EXTRACTED TEXT:
--*--
Considering the high demand for the hoverboard in the year of its introduction, and the resulting high number of unforeseen injuries, we hope that our findings might assist with preparations for the release of other toys and recreational devices. For example, it may be prudent to establish a network for active surveillance of injuries in order to quickly respond with safety recommendations for such situations in the future.
As a result of this investigation, we recommend that more widespread safety regulations be established regarding hoverboards. Several airlines have banned hoverboards on flights to prevent explosion of their lithium batteries, and some regions have regulated where they may be used in public. However, none of the patients in the current study reported wearing safety gear, and the rates of missed school and activities as a result of hoverboard-related injuries were high. Increasing legislation and knowledge of other safety measures similar to those cited above in conjunction with monkey bars, in-line skates, and skateboards would likely aid in preventing the hoverboard-related orthopedic injury burden we found in this study. This is particularly important now, given the recent rise of similar devices. These data may also represent a starting point for further prospective multi-center research and public health efforts toward prevention measures related to hoverboards.
--*--
EXERCISE GOAL: Could you extend the hoverboard injury text, picking up after its final sentence? The items that come next are separate material, unrelated to the hoverboard injury text.

MATERIAL SHOWN:
--*--
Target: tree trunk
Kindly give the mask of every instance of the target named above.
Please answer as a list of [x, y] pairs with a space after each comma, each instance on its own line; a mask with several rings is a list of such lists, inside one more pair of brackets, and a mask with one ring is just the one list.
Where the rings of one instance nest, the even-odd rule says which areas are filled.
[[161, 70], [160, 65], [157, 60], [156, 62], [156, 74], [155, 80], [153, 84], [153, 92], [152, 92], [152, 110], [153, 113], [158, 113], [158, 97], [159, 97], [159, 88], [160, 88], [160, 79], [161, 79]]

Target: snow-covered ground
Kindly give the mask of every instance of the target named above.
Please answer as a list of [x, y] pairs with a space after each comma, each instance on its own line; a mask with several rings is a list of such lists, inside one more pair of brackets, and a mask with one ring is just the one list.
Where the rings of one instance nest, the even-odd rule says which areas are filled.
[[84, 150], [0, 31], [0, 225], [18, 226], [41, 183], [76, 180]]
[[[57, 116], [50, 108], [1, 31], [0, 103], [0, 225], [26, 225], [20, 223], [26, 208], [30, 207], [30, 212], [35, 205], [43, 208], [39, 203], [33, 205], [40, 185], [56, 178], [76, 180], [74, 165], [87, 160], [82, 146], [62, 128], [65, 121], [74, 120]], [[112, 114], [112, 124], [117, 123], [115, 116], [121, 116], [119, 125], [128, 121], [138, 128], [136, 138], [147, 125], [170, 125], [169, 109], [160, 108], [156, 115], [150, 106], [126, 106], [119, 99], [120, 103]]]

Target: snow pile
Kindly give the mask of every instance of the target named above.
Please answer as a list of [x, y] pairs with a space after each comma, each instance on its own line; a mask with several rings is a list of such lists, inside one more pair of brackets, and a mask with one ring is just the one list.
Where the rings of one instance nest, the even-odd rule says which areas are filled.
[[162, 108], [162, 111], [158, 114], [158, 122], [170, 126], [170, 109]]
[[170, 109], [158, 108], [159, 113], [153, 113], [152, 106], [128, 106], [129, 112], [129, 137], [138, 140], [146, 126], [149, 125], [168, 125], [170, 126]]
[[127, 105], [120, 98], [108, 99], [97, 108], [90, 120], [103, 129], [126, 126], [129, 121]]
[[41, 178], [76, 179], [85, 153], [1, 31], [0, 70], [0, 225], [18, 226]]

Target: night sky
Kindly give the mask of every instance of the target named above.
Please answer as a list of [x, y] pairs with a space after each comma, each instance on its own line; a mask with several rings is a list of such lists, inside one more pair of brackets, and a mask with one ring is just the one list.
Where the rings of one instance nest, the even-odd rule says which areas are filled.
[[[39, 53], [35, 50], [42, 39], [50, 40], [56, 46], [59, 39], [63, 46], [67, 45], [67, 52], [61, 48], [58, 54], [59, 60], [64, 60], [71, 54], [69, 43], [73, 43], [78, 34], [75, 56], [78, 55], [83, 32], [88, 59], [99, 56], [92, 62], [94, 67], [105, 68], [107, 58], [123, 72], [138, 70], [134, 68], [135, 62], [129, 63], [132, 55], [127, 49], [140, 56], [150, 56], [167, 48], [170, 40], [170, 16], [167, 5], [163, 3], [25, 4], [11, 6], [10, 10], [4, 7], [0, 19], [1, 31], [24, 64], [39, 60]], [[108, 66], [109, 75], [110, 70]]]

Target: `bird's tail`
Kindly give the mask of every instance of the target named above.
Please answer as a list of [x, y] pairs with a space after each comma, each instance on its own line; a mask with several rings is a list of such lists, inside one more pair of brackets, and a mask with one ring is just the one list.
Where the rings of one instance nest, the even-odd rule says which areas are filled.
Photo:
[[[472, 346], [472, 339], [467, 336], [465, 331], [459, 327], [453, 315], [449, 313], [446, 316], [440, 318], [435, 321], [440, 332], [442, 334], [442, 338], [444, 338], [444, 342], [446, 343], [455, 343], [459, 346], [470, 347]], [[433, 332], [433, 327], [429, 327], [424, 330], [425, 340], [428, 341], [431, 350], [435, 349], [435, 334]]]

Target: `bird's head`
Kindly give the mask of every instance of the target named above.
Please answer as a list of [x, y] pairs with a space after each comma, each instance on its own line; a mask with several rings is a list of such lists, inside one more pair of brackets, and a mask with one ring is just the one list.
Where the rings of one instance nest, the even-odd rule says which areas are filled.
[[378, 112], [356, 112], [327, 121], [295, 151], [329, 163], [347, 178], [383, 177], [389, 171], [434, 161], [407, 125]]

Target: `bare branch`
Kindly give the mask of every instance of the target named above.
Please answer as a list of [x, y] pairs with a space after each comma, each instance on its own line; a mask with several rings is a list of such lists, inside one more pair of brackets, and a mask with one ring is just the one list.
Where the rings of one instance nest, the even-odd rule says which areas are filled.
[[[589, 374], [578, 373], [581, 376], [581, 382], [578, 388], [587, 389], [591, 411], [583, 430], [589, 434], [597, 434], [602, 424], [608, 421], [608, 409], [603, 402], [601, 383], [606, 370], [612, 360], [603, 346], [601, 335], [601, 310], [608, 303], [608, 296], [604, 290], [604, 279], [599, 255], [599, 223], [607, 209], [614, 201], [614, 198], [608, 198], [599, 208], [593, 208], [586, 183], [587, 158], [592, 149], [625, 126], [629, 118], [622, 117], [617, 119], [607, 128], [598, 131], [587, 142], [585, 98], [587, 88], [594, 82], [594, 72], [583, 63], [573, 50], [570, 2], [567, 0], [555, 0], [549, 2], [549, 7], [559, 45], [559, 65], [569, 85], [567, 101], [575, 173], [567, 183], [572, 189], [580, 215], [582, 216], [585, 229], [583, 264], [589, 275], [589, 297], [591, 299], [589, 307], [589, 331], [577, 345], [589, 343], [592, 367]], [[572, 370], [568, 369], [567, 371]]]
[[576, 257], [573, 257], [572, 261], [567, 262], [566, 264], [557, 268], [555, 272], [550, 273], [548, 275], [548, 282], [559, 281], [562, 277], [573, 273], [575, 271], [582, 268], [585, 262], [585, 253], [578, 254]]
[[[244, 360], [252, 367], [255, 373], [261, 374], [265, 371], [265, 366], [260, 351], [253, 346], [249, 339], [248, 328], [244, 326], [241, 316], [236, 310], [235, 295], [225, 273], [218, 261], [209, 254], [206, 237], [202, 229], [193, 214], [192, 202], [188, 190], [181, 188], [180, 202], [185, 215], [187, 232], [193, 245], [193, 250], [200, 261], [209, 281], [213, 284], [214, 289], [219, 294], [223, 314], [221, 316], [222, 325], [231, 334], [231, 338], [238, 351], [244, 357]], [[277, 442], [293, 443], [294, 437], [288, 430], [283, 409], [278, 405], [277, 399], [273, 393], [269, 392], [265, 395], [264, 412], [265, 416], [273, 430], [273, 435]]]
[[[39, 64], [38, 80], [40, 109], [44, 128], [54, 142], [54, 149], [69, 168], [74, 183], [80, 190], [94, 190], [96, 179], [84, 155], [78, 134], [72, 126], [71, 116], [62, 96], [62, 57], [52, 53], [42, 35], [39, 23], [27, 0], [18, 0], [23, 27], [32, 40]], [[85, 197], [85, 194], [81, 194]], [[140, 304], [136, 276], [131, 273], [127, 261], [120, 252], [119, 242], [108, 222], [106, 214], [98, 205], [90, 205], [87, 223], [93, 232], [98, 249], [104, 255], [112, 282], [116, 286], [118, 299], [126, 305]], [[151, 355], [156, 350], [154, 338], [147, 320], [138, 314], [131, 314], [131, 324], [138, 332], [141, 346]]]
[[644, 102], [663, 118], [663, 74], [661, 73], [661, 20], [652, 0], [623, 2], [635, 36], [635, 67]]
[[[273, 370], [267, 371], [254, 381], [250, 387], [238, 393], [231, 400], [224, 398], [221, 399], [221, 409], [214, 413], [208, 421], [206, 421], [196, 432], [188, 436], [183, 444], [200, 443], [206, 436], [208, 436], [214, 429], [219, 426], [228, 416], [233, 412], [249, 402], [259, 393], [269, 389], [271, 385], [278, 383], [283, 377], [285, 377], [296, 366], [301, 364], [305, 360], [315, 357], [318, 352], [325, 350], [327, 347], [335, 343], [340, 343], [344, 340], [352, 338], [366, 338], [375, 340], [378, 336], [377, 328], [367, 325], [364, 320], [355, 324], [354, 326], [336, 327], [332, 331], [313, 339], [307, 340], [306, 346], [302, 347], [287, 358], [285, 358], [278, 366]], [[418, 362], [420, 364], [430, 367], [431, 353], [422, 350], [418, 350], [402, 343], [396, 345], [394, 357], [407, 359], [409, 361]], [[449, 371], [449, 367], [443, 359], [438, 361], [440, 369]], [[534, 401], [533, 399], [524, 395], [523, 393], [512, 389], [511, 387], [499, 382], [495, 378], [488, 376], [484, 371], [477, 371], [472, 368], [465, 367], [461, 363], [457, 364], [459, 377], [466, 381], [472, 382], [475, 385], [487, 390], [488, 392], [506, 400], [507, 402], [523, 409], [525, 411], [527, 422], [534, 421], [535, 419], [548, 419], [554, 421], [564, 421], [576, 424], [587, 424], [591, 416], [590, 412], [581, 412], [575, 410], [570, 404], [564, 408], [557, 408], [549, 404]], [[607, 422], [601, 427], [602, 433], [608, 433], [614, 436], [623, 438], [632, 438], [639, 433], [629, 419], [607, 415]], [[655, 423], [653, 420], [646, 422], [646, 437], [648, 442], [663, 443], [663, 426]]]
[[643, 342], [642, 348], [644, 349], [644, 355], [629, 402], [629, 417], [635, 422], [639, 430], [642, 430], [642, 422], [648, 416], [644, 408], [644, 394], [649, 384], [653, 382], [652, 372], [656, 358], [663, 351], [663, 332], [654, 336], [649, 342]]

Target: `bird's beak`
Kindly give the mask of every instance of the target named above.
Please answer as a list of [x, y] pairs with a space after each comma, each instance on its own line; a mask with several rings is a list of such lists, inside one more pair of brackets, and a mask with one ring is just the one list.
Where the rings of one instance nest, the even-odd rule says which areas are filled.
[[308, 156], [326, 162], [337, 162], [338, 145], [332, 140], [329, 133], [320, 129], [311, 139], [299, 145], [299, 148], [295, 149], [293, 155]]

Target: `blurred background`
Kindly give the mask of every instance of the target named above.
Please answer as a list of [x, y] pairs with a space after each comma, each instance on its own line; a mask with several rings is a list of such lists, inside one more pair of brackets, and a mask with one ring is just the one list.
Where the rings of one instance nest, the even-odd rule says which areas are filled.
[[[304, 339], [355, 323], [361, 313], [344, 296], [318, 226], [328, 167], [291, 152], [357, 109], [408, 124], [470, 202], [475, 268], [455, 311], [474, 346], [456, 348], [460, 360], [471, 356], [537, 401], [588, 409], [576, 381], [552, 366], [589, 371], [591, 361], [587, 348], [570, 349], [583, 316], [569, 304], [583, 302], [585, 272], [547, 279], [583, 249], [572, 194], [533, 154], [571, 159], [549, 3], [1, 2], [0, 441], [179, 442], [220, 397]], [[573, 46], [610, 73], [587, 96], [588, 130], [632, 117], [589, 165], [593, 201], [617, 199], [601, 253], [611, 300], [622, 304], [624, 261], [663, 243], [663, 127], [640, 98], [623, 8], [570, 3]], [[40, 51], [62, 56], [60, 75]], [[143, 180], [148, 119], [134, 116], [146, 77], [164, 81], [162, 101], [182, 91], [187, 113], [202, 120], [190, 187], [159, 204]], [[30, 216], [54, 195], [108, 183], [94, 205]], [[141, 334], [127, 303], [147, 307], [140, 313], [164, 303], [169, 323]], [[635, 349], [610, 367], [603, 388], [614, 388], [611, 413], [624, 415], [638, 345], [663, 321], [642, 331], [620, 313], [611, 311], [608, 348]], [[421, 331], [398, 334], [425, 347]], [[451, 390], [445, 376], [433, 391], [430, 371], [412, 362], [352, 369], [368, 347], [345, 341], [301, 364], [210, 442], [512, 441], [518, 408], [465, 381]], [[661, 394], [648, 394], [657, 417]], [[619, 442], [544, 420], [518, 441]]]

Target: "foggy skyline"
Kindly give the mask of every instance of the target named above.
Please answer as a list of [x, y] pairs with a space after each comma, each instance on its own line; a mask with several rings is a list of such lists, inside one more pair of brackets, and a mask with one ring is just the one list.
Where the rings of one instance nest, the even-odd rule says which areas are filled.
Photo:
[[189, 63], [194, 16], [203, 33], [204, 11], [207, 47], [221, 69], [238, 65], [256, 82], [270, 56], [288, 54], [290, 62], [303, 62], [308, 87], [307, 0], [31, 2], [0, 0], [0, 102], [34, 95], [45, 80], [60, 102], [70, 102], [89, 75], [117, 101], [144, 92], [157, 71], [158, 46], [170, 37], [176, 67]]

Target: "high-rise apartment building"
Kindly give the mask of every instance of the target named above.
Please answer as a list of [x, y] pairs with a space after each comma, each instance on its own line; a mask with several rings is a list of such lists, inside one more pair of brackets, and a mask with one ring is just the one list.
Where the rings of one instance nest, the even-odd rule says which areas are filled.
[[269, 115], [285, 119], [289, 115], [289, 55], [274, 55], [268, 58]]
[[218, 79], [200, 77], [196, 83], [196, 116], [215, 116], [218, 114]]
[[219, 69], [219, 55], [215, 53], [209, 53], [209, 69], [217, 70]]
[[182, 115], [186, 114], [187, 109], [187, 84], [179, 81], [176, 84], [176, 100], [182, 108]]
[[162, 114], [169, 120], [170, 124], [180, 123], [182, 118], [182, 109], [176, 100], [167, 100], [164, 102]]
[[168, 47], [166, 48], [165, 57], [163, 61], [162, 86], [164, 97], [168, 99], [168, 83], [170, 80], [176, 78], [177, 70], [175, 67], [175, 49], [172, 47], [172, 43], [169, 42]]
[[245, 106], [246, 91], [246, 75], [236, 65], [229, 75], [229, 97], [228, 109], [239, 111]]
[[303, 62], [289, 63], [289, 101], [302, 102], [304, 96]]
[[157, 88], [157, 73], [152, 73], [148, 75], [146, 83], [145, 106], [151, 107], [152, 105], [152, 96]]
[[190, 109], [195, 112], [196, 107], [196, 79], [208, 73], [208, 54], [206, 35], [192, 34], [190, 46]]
--*--
WRITTEN REPLY:
Electronic Supplementary Material
Compliance with Ethical Standards
Conflict of Interest
Nicole H. Goldhaber, MA; Amanda N. Goldin, MD; Kristin Livingston, MD; Benjamin J. Shore, MD; Dennis E. Kramer, MD; and Jason E. Jagodzinski, MD, declare that they have no conflicts of interest. Andrew T. Pennock, MD, reports personal fees from Orthopediatrics and stock options from Imagen, outside the submitted work. Donald S. Bae, MD, reports grants from Pediatric Orthopaedic Society of North America and royalties from Lippincott Williams & Wilkins, outside the submitted work. Yi-Meng Yen, MD, PhD, reports personal fees from Smith & Nephew and from Orthopediatrics, outside the submitted work. Benton E. Heyworth, MD, reports stock options from Imagen, royalties from Springer, and grants from Pediatric Orthopaedic Society of North America, outside the submitted work.
Human/Animal Rights
All procedures followed were in accordance with the ethical standards of the responsible committee on human experimentation (institutional and national) and with the Helsinki Declaration of 1975, as revised in 2013.
Informed Consent
Informed consent was waived from all patients for being included in this study.
Required Author Forms
Disclosure forms provided by the authors are available with the online version of this article.